TASK OBJECTIVE. When you reach a picture, leave it out; output everything else in the records exactly.

============================================================

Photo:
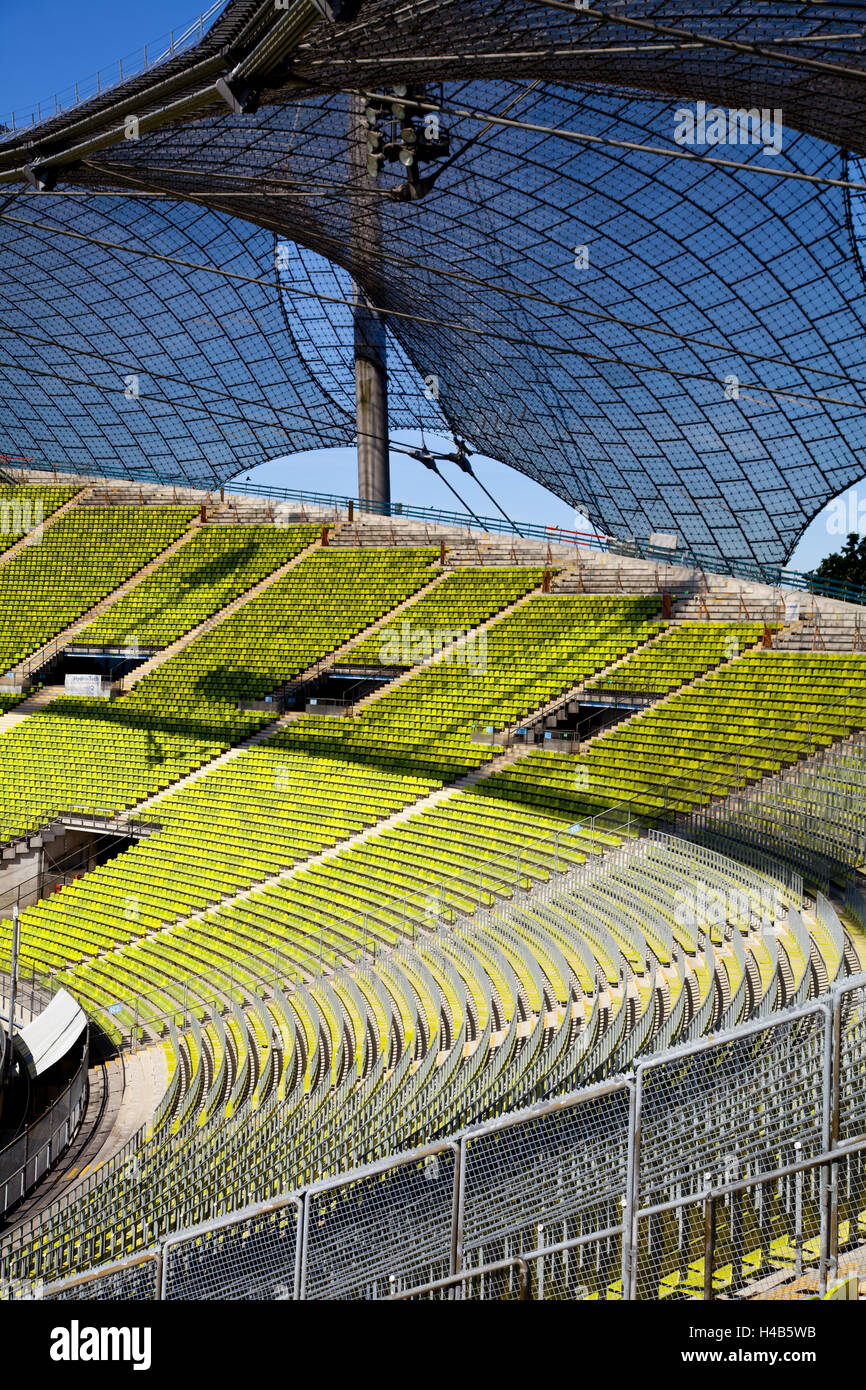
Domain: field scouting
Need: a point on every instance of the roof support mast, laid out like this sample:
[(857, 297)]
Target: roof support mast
[(370, 344)]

============================================================

COMPLETED EXERCISE.
Photo:
Domain: field scouting
Need: a point on every instance of the roof support mast, laid out like this sample:
[(857, 297)]
Target: roof support mast
[(370, 344)]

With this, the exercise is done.